▶ _Textauszug_
1. Startseite
  2. Lokales
  3. Rotenburg / Bebra
  4. Bad Hersfeld

Zwischen den Zeilen: Zivilcourage, Streit und Nostalgie

Erstellt: Aktualisiert:

Von: Jan-Christoph Eisenberg

Kommentare

Redakteur Jan-Christoph Eisenberg.
Redakteur Jan-Christoph Eisenberg. © Nadine Maaz

Von stillen Helden und schrägen Aktionen berichtet Jan-Christoph Eisenberg in der Kolumne Zwischen den Zeilen.

Im Deutschen Technikmuseum in Berlin ist in dieser Woche eine besondere Wanderausstellung eröffnet worden, die auch bis in unsere Region wirkt.

Bad Hersfeld - Die Ausstellung beleuchtet die kritisch die Rolle der Deutschen Reichsbahn bei der Deportation und Ermordung der jüdischen Bevölkerung in der NS-Zeit. Warum ich im Lokalteil unserer Zeitung darauf hinweise? Im Zentrum steht ein Einwohner der Stadt Heringen. „Wer war Fritz Kittel – ein Reichsbahnarbeiter entscheidet sich – zwei Familien 1933 bis 2022“ lautet der Titel der Schau. Kittel war Güterbodenarbeiter der Reichsbahn in Sorau, dem heutigen Zary in Polen, später in Heringen. Im September 1944 traf er auf die Jüdinnen Hella und Hannelore Zacharias, denen er gefälschte Reichsbahnausweise beschaffte und sie in Sorau und Heringen versteckte. Er rettete sie so vor dem sicheren Tod.

Seiner eigenen Familie hat Kittel von seinem beherzten Handeln und seinen Motiven nach 1945 nie berichtet. Er blieb Eisenbahner in Heringen und starb im Jahr 1980. Zur Ausstellung gehören zehn dokumentarische Filme, in denen die Tochter von Hella Zacharias, die Schriftstellerin Esther Dischereit, sich gemeinsam mit Kittels Nachkommen Ernestine Dickhaut, Peter Kittel und Karin Pfaff in Berlin, Zary und in Heringen auf Spurensuche begibt.

▶ _Aufgabe_
Können Sie die Kolumne über den Reichsbahnarbeiter Fritz Kittel nach ihrem letzten Satz fortsetzen? Für diese Aufgabe ist die Auflistung ohne Belang.

▶ _Bereitgestelltes Material_

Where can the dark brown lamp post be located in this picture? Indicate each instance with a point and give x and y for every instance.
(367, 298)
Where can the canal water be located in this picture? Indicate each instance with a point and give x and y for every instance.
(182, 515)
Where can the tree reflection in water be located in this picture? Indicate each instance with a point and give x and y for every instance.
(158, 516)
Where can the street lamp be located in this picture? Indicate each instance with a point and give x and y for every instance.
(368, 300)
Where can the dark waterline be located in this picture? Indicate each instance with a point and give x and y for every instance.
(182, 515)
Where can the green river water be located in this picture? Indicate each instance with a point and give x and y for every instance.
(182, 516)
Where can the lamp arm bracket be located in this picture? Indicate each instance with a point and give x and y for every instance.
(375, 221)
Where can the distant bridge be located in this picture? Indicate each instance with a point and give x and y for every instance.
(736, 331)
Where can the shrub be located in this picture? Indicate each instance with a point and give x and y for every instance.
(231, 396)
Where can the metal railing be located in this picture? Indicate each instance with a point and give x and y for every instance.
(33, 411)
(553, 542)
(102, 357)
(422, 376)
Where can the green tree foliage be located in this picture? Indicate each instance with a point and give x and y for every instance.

▶ _Antwort_
Wer regelmäßig aus Richtung Werratal oder Kuppenrhön in die Kreisstadt fährt, dem ist vermutlich aufgefallen, dass die Baustelle auf dem Ausbauabschnitt Bad Hersfeld-Ost der Autobahn 4 bei Sorga seit geraumer Zeit verwaist war. Die Arbeiten seien witterungsbedingt eingestellt gewesen und würden seit Dienstag fortgeführt, teilte die zuständige Autobahn-GmbH des Bundes dazu auf Nachfrage mit. Auf die geplante Bauzeit habe das keinen Einfluss. Das ist allerdings offenbar nur ein Teil der Wahrheit, denn nach Informationen unserer Zeitung soll bei dem Baustopp auch ein Streit ums Geld zwischen Auftraggeber und Baufirma eine Rolle gespielt haben, der dem Vernehmen nach noch nicht endgültig beigelegt ist.

Auf große Resonanz stößt weiterhin unsere Serie Nachtfieber. Die Fotos und Anekdoten aus der Disco-Ära wecken offenbar bei vielen Menschen Erinnerungen. So auch bei ehemaligen Bedienungen der berühmt-berüchtigten Arena in Lengers. Die haben nach Erscheinen des Artikels ihren früheren Chef in seiner Wahlheimat Finnland angerufen, um dessen Schilderung eines ohnehin schon beeindruckenden Rekordversuchs nach oben zu korrigieren: Keine zwölf, sondern ganze zwanzig Tage sei damals am Stück geöffnet gewesen, schrieb mir „Norbert Beatle-Bone“ Heinz kürzlich per E-Mail – was ich unseren Lesern an dieser Stelle der Vollständigkeit halber nicht vorenthalten möchte. „480 Stunden Party, da sieht man mal, was die Lengerser Leute ohne Murren erduldet haben“, kommentiert der Kult-DJ seine schräge Aktion vor knapp fünf Jahrzehnten rückblickend – womit er zweifelsohne recht hat. (Jan-Christoph Eisenberg)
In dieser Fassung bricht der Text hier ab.